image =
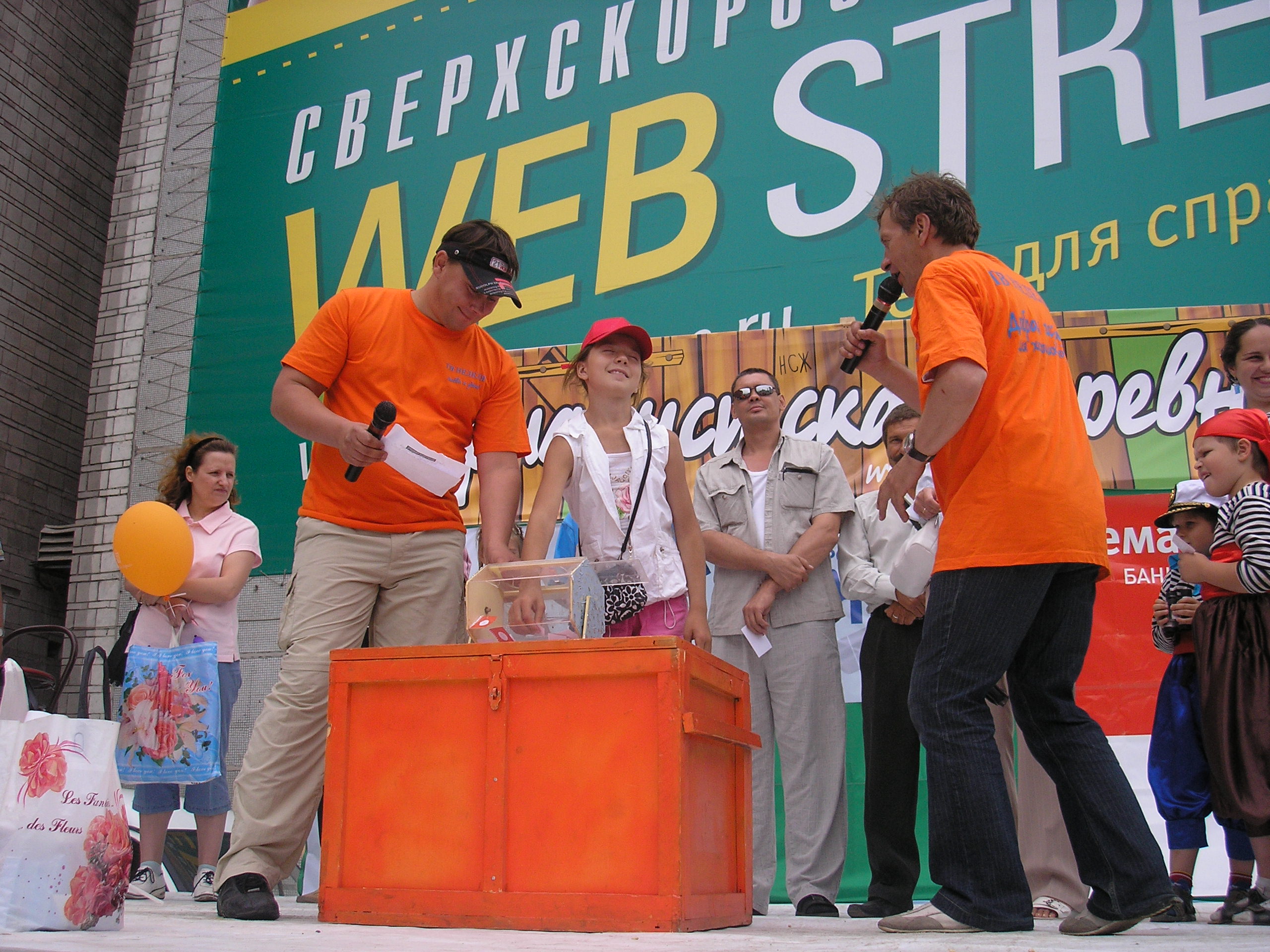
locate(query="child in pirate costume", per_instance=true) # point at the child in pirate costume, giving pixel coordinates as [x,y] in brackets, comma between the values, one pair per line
[1232,630]
[1176,766]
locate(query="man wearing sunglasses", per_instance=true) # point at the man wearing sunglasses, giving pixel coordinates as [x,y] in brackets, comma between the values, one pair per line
[380,552]
[770,512]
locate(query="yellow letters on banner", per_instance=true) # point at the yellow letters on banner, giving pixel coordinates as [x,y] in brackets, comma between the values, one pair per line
[870,295]
[1191,214]
[382,215]
[303,259]
[520,223]
[1038,276]
[1112,241]
[1232,201]
[454,207]
[624,187]
[1152,225]
[1075,238]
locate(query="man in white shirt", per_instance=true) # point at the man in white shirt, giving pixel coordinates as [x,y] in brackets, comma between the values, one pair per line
[867,554]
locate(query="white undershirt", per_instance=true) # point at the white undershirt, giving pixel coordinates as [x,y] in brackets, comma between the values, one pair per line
[759,483]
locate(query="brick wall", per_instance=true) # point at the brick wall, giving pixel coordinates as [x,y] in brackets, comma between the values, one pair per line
[64,70]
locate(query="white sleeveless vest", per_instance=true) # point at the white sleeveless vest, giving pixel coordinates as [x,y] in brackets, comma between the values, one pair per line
[591,500]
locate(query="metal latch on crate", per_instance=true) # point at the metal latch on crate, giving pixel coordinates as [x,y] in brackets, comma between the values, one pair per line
[496,683]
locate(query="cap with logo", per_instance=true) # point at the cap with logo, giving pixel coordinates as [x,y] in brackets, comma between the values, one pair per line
[609,327]
[1189,495]
[488,273]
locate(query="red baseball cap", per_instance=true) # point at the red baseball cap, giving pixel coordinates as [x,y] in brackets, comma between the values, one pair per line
[601,330]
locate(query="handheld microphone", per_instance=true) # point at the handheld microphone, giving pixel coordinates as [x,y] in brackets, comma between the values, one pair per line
[888,293]
[385,414]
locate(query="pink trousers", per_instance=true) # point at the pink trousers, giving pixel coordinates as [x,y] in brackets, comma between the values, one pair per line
[666,617]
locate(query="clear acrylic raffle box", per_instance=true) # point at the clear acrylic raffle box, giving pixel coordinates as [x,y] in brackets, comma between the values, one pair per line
[553,599]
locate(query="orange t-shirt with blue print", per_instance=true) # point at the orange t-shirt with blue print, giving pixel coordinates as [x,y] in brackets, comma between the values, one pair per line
[1017,481]
[451,389]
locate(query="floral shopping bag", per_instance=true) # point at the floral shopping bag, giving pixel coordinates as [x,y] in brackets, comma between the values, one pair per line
[65,849]
[171,716]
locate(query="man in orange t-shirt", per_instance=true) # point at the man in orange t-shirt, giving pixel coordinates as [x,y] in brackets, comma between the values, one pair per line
[1021,547]
[381,554]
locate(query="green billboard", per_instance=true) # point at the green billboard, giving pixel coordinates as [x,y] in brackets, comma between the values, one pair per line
[709,164]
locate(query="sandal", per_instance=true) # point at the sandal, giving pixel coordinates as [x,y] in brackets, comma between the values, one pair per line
[1051,908]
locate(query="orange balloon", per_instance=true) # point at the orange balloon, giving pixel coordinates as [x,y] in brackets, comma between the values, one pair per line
[154,547]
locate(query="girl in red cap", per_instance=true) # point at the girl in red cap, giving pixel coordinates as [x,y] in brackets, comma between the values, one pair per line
[627,486]
[1232,630]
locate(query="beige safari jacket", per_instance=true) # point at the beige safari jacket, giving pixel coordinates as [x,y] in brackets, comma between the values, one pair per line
[804,480]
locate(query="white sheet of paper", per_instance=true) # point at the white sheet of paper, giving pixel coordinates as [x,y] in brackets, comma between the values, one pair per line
[425,468]
[760,643]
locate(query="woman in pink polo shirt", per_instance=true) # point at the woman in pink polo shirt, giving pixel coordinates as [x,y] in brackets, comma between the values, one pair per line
[200,485]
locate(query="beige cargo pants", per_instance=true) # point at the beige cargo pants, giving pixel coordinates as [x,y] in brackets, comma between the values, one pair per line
[407,588]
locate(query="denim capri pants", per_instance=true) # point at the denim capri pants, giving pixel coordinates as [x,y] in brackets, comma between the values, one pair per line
[212,797]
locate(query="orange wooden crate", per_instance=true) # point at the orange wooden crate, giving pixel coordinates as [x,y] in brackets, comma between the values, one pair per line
[584,786]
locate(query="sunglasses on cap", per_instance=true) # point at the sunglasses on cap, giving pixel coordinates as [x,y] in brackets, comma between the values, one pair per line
[761,390]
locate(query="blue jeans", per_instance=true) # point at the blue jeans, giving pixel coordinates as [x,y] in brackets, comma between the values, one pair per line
[1178,769]
[211,799]
[1033,622]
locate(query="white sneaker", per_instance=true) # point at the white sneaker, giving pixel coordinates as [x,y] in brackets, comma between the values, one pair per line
[205,888]
[148,884]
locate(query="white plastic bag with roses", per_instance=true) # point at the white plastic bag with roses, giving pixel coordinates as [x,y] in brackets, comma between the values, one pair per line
[65,849]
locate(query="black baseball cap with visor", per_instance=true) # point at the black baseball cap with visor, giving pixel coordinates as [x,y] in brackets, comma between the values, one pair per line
[488,273]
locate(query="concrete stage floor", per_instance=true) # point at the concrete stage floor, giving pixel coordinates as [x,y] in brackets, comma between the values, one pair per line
[182,924]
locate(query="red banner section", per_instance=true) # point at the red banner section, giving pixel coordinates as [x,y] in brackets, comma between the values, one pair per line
[1123,669]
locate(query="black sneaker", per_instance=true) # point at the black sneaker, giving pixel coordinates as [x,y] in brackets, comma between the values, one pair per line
[1183,910]
[876,909]
[247,896]
[1236,901]
[817,905]
[1259,912]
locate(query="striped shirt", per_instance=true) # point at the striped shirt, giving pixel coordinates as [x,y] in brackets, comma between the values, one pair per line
[1245,522]
[1170,593]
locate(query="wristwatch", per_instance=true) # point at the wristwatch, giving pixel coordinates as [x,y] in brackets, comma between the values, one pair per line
[911,450]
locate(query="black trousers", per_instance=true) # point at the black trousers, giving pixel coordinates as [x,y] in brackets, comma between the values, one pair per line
[892,758]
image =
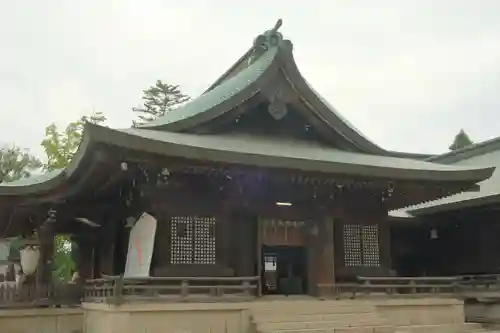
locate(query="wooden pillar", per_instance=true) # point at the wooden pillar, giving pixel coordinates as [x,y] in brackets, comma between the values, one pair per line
[84,256]
[46,236]
[106,247]
[321,255]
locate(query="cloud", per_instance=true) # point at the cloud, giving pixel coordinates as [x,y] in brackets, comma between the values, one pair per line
[408,74]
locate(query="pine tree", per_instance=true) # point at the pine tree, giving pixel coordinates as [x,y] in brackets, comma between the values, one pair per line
[157,100]
[461,140]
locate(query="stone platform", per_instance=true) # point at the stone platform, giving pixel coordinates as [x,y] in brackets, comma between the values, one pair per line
[283,315]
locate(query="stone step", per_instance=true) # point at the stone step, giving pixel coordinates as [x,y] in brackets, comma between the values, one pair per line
[315,308]
[445,328]
[298,325]
[279,318]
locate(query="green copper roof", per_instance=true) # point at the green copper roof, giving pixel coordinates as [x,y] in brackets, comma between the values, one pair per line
[479,155]
[249,150]
[271,56]
[228,89]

** Exercise requirements **
Starting with the line containing "the green copper" and going on through the end of the records, write those lines out again with "copper" replaced by "bronze" and nothing else altered.

** Written solution **
locate(query="green bronze roof", per_instance=true) # point at the green bronze roof, giving pixel coordinates as [x,y] in brackets, comma between the values, one pair per line
[479,155]
[249,150]
[271,56]
[228,89]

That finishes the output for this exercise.